*** Opening MATERIAL PROVIDED ***

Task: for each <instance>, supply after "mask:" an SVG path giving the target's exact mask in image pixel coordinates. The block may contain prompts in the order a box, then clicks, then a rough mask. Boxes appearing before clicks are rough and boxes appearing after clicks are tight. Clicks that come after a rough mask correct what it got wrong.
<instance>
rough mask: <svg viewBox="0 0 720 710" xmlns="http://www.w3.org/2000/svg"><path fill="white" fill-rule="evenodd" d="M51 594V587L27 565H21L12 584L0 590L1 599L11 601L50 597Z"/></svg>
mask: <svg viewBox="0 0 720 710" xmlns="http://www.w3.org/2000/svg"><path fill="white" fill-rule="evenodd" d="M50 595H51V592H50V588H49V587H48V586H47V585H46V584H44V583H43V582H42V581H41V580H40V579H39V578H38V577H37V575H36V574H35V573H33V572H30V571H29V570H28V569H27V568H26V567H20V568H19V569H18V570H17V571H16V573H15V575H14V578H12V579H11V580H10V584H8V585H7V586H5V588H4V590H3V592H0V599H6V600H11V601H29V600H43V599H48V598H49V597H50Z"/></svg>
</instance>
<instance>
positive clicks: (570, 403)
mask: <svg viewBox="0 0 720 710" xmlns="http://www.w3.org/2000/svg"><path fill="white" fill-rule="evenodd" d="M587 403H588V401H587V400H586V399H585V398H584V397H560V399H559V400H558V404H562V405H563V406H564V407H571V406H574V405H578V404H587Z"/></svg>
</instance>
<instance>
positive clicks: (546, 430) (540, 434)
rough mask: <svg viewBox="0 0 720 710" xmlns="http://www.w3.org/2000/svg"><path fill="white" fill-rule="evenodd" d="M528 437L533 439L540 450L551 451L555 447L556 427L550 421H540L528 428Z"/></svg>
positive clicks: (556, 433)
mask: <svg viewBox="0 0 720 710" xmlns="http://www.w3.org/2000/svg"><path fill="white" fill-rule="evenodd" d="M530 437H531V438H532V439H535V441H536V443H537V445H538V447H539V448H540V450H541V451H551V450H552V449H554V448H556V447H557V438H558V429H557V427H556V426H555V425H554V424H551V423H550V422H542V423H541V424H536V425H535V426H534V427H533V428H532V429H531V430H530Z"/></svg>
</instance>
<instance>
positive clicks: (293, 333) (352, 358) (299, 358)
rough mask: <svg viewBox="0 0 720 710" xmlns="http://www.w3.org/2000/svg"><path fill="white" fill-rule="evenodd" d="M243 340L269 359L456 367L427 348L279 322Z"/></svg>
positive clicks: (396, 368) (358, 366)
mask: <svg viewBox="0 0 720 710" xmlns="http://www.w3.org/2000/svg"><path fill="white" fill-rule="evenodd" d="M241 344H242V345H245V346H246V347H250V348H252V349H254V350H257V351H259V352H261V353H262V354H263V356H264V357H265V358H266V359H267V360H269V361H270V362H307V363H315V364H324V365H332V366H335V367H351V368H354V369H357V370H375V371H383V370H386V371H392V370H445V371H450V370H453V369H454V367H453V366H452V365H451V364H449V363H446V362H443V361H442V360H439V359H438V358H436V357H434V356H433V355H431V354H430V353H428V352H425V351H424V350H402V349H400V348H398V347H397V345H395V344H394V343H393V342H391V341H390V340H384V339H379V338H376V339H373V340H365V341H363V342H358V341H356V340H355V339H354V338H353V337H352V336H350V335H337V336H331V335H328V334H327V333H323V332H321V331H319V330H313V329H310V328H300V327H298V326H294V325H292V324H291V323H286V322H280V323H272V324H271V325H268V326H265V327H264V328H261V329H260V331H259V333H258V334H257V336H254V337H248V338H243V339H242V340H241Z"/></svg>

*** Closing MATERIAL PROVIDED ***

- TASK STATEMENT
Go through the records and set every one down exactly.

- WRITTEN ANSWER
Task: for each <instance>, supply after "mask:" an SVG path giving the target's exact mask in image pixel coordinates. The block may contain prompts in the order a box, then clicks, then a rough mask. Boxes appearing before clicks are rough and boxes appearing after clicks are tight. Clicks that come after a rough mask correct what it got wrong.
<instance>
rough mask: <svg viewBox="0 0 720 710" xmlns="http://www.w3.org/2000/svg"><path fill="white" fill-rule="evenodd" d="M51 594V587L27 565H21L12 584L0 590L1 599L11 601L50 597Z"/></svg>
mask: <svg viewBox="0 0 720 710" xmlns="http://www.w3.org/2000/svg"><path fill="white" fill-rule="evenodd" d="M50 595H51V592H50V588H49V587H48V586H47V585H46V584H44V583H43V582H42V581H41V580H40V579H39V578H38V577H37V575H36V574H35V573H33V572H30V571H29V570H28V569H27V568H26V567H20V568H19V569H18V570H17V571H16V573H15V575H14V578H12V579H11V580H10V584H8V585H7V586H5V588H4V590H3V592H0V599H6V600H11V601H29V600H43V599H48V598H49V597H50Z"/></svg>
</instance>
<instance>
positive clicks: (570, 403)
mask: <svg viewBox="0 0 720 710" xmlns="http://www.w3.org/2000/svg"><path fill="white" fill-rule="evenodd" d="M587 403H588V401H587V400H586V399H585V398H584V397H560V399H559V400H558V404H562V405H563V406H564V407H571V406H574V405H578V404H587Z"/></svg>
</instance>
<instance>
positive clicks: (546, 430) (540, 434)
rough mask: <svg viewBox="0 0 720 710" xmlns="http://www.w3.org/2000/svg"><path fill="white" fill-rule="evenodd" d="M528 437L533 439L540 450L551 451L555 447L556 427L550 421H540L528 428Z"/></svg>
positive clicks: (556, 433)
mask: <svg viewBox="0 0 720 710" xmlns="http://www.w3.org/2000/svg"><path fill="white" fill-rule="evenodd" d="M530 437H531V438H532V439H535V441H536V443H537V445H538V447H539V448H540V450H541V451H551V450H552V449H554V448H556V447H557V438H558V429H557V427H556V426H555V425H554V424H551V423H550V422H542V423H541V424H536V425H535V426H534V427H533V428H532V429H531V430H530Z"/></svg>
</instance>
<instance>
positive clicks: (293, 333) (352, 358) (299, 358)
rough mask: <svg viewBox="0 0 720 710" xmlns="http://www.w3.org/2000/svg"><path fill="white" fill-rule="evenodd" d="M243 340L269 359L456 367L427 348L279 322Z"/></svg>
positive clicks: (396, 368) (358, 366)
mask: <svg viewBox="0 0 720 710" xmlns="http://www.w3.org/2000/svg"><path fill="white" fill-rule="evenodd" d="M241 344H242V345H245V346H246V347H250V348H252V349H254V350H257V351H259V352H261V353H262V354H263V356H264V357H265V358H266V359H267V360H269V361H270V362H307V363H315V364H324V365H332V366H335V367H351V368H354V369H357V370H375V371H383V370H386V371H392V370H445V371H450V370H453V369H454V367H453V366H452V365H451V364H449V363H446V362H443V361H442V360H439V359H438V358H436V357H434V356H433V355H431V354H430V353H428V352H425V351H424V350H402V349H400V348H398V347H397V345H395V344H394V343H393V342H391V341H390V340H384V339H379V338H376V339H373V340H365V341H363V342H358V341H356V340H355V339H354V338H353V337H352V336H350V335H337V336H331V335H328V334H327V333H323V332H321V331H319V330H313V329H310V328H300V327H298V326H294V325H292V324H291V323H286V322H280V323H272V324H271V325H268V326H265V327H264V328H261V329H260V331H259V333H258V334H257V336H254V337H248V338H243V339H242V340H241Z"/></svg>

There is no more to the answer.